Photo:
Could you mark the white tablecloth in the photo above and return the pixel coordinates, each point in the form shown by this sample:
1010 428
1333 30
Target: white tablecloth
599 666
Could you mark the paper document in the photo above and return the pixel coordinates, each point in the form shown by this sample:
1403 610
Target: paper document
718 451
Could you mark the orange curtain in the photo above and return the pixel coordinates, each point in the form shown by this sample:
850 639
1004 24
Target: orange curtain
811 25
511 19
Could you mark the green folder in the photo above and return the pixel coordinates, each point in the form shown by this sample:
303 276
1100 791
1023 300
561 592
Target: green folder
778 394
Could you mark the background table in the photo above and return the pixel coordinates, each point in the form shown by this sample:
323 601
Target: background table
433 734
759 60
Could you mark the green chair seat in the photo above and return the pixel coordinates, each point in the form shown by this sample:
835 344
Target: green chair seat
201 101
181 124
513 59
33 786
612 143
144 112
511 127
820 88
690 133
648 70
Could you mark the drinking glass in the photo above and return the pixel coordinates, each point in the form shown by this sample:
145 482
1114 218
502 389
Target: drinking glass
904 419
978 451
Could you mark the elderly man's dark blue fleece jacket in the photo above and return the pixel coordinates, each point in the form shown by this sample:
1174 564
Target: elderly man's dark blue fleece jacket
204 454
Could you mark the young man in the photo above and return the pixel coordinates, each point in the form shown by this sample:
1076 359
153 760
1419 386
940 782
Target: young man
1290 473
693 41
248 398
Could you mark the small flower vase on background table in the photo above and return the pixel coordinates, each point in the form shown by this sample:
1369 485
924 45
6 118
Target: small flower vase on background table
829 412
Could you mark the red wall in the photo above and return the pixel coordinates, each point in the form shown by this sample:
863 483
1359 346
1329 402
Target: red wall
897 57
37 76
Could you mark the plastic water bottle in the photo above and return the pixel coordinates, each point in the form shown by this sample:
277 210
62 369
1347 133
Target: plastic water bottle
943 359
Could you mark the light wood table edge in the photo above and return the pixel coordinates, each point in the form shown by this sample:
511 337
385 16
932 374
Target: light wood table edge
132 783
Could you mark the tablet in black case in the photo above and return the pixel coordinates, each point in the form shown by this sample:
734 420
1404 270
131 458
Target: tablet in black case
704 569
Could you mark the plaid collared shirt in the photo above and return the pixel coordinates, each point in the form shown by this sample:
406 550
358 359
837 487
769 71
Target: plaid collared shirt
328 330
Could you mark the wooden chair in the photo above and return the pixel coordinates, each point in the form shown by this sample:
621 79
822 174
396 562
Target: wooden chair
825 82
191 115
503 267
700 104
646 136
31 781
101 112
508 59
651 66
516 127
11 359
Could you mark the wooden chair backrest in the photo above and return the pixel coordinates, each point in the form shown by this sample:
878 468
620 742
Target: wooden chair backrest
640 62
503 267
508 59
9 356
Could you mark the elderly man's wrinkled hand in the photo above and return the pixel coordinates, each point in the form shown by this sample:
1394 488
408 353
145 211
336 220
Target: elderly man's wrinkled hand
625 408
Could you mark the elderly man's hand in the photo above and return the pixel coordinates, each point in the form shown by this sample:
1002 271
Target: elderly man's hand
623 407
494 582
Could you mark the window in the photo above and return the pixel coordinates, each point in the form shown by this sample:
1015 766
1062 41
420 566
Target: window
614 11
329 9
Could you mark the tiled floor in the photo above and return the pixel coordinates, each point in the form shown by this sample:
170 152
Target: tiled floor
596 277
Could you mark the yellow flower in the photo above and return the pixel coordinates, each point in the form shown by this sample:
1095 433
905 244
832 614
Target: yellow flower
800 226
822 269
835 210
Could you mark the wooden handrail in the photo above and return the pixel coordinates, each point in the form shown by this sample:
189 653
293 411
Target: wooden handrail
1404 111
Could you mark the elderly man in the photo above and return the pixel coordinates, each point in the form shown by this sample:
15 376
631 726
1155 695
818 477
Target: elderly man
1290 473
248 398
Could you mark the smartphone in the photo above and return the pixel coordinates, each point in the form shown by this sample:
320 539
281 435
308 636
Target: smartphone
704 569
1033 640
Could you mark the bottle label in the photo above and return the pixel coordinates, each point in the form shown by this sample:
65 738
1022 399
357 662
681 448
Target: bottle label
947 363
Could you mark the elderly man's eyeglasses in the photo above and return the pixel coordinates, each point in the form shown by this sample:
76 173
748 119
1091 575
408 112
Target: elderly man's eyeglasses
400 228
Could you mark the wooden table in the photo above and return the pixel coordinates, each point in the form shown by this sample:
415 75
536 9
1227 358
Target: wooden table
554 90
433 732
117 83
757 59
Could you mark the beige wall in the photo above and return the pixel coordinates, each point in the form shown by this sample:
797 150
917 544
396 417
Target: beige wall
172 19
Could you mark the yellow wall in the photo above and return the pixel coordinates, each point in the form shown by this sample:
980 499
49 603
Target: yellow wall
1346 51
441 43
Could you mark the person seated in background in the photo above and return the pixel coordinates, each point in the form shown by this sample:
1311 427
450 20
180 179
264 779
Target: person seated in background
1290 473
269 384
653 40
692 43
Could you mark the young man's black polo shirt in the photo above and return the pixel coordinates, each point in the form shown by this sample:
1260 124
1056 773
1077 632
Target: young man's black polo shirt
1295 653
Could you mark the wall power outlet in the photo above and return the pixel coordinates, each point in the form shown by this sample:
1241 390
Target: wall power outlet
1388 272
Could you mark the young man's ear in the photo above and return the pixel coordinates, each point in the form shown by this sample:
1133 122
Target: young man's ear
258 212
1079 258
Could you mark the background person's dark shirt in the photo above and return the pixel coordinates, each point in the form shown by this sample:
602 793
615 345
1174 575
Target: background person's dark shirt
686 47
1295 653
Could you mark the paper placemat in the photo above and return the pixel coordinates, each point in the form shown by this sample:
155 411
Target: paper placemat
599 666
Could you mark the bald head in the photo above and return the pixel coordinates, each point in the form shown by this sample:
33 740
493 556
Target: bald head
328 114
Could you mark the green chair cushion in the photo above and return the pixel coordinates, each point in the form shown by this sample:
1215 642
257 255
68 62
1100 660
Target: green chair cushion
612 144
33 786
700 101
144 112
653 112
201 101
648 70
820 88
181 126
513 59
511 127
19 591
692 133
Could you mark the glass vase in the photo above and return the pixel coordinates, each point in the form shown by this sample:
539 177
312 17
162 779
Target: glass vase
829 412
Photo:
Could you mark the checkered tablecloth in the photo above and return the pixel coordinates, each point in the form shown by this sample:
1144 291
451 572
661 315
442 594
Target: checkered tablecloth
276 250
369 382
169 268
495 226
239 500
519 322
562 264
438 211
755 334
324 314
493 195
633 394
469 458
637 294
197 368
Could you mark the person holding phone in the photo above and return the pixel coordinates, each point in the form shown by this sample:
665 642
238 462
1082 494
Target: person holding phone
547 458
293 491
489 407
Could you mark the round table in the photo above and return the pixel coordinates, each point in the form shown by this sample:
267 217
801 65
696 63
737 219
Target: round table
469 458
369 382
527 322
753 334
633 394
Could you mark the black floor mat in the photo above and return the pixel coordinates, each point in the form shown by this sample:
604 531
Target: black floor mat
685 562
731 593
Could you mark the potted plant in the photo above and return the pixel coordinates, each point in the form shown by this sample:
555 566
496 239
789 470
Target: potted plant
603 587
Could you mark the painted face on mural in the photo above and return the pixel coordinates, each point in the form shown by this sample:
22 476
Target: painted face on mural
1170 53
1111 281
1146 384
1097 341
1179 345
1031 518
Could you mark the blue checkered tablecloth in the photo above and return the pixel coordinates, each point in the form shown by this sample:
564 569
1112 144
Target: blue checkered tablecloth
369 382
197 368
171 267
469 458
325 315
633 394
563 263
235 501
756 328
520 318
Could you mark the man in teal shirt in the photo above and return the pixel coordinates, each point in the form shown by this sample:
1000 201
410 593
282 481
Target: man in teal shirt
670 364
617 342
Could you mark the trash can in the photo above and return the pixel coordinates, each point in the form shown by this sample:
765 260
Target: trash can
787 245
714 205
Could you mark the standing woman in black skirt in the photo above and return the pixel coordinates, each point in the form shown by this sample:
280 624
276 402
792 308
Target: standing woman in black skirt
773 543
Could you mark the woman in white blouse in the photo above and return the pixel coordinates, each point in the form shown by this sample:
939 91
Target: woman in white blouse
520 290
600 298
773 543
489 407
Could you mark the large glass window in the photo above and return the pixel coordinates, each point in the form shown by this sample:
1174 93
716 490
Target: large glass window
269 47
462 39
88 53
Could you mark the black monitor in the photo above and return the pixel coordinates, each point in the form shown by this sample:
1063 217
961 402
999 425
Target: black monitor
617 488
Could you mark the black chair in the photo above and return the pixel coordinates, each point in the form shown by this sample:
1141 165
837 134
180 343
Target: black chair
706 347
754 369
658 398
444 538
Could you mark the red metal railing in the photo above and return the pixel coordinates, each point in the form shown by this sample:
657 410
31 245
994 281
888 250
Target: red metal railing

• **DIRECTIONS**:
Each line of the entries above that contains "metal" must be copied into the answer.

• **EXPECTED OUTPUT**:
Could you mark the red metal railing in the photo above and return the pixel coordinates, each point in the form shown by this sample:
Target: red metal railing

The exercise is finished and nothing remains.